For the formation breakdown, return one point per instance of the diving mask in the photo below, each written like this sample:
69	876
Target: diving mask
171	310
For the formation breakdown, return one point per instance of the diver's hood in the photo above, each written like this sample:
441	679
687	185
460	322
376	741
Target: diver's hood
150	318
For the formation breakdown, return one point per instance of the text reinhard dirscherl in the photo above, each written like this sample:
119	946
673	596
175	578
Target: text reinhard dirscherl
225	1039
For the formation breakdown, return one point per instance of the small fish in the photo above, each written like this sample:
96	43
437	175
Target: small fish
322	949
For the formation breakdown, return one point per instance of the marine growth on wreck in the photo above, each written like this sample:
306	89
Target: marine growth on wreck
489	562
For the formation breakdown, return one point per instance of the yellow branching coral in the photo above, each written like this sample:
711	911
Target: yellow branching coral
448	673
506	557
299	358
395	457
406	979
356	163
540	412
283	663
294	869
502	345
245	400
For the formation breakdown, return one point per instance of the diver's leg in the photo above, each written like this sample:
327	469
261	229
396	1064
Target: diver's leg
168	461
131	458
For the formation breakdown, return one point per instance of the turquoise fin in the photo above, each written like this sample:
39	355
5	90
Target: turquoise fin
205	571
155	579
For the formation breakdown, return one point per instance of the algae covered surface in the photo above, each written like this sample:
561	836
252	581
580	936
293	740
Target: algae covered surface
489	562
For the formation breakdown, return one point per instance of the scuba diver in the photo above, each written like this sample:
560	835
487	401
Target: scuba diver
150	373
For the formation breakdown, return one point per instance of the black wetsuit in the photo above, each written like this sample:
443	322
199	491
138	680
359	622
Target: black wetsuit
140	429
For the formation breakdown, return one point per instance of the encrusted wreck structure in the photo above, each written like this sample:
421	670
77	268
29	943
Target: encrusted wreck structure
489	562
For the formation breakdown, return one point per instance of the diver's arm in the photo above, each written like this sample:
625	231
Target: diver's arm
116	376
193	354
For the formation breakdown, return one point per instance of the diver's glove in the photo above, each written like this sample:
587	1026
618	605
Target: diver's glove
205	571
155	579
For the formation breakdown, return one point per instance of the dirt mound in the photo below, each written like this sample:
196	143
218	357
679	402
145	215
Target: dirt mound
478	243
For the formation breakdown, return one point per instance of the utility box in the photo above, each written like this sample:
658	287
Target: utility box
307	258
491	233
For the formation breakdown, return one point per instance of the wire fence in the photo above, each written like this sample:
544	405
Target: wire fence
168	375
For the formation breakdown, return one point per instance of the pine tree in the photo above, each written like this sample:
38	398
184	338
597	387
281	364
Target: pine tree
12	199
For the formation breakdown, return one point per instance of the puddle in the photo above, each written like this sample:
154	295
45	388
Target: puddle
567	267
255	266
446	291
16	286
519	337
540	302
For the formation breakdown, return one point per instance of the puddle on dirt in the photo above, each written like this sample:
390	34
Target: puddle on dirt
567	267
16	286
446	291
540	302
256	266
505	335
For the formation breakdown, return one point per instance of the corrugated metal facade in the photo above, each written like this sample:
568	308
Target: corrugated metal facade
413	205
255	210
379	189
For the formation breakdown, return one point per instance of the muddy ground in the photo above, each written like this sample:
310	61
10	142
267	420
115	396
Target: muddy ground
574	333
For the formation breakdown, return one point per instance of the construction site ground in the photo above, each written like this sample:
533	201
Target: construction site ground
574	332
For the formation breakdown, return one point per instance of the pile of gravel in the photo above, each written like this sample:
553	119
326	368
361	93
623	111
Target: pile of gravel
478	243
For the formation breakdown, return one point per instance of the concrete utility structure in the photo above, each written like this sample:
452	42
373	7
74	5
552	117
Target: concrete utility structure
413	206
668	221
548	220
—————
- [WHAT IS REQUIRED]
Reproduce all of the records above line for line, with no change to any word, number, or spacing.

- [RESULT BELOW]
For the formation breakdown, return one point per instance of the diving mask in the photo below, each written like this sample:
69	876
Target: diving mask
171	310
For the formation breakdown, return one point per instance of the diver's hood in the photo above, each written like this sample:
441	679
687	185
460	322
376	741
Target: diver's hood
150	318
For the formation breakdown, return one point per instance of the text reinhard dirscherl in the photo above, each written like this sample:
119	946
673	596
175	578
Target: text reinhard dirscherl
225	1039
For the formation breakdown, return one point per instance of the small fish in the photo above, each written like this sample:
96	43
437	175
Target: small fish
322	949
For the formation breakdown, return one point per instance of the marine growth on wreck in the photo above, each written like this sample:
306	89
Target: marine growth on wreck
489	562
For the formation breakdown, return one point per instance of the yellow branching coral in the photo above, each written like this sample:
711	911
Target: yellow branching coral
448	673
506	557
299	358
395	457
406	979
356	163
540	412
283	663
294	869
502	345
245	400
For the formation breakdown, return one point per instance of the diver's leg in the photo above, each written like this sample:
327	469
261	229
396	1064
Target: diver's leg
168	461
131	458
For the formation breakdown, return one point per instance of the turquoise fin in the photo above, each written like this sample:
39	355
5	90
Target: turquoise fin
205	571
155	579
For the formation breakdown, return one point per instance of the algae covered surface in the photo above, each written like this sample:
561	836
252	581
580	936
293	740
Target: algae covered surface
489	562
For the formation breakdown, return one point per instance of the scuba diver in the photo above, each written like this sample:
560	835
487	401
Target: scuba diver
150	373
For the formation breakdown, return one point per instance of the black wetsuit in the photo above, each written like this sample:
443	322
199	491
138	680
359	622
Target: black wetsuit
140	429
For the formation breakdown, return one point per instance of the encrusted wreck structure in the photo above, each written like this sample:
421	670
77	268
29	943
Target: encrusted wreck structure
489	562
For the formation breakdown, return one point per instance of the diver's arm in the photo above, each written like this sample:
625	231
Target: diver's arm
116	376
193	354
For the formation breakdown, return one point per instance of the diver's glove in the photo above, each written like this sample:
587	1026
618	605
Target: diver's glove
205	571
155	579
For the formation breakdown, return one point per instance of the dirt mound in the photo below, each written like this sample:
196	143
218	357
679	402
145	215
Target: dirt mound
478	243
For the formation breakdown, return one point per instance of the utility box in the photo above, each written like this sample:
658	287
Target: utility box
307	258
491	233
For the formation breakdown, return one point per instance of the wire fence in the photo above, each written like this sample:
544	405
Target: wire fence
168	375
For the formation breakdown, return one point per instance of the pine tree in the photo above, each written like this sample:
38	398
184	338
597	387
281	364
Target: pine tree
12	199
For the formation breakdown, return one point per instance of the puddle in the photo above, each written like this sample:
154	295
45	388
Target: puddle
567	267
255	266
446	291
16	286
519	337
540	302
For the formation breakdown, return one point per instance of the puddle on dirt in the photo above, each written like this sample:
390	34
Target: puddle on dirt
567	267
16	286
446	291
540	302
256	266
505	335
For the formation breakdown, return one point per instance of the corrugated metal facade in the photo above, each written like this sample:
568	308
Target: corrugated metal facade
413	205
255	210
379	189
For the formation breakdown, return one point per instance of the muddy ground in the photo above, each written like this sample:
310	61
10	142
267	420
115	396
Target: muddy ground
574	333
For the formation breakdown, return one point per instance of the construction site ground in the photo above, each written like this sample:
533	201
Target: construction site ground
574	332
For the formation breakdown, return one point per instance of the pile of gravel in the photo above, each written like this sample:
553	119
326	368
361	93
623	111
Target: pile of gravel
478	243
For the formation breakdown, return one point per instance of the concrete utility structure in the photo above, each written like this sample:
452	42
373	7
74	5
552	117
Target: concrete utility structure
413	206
668	221
548	220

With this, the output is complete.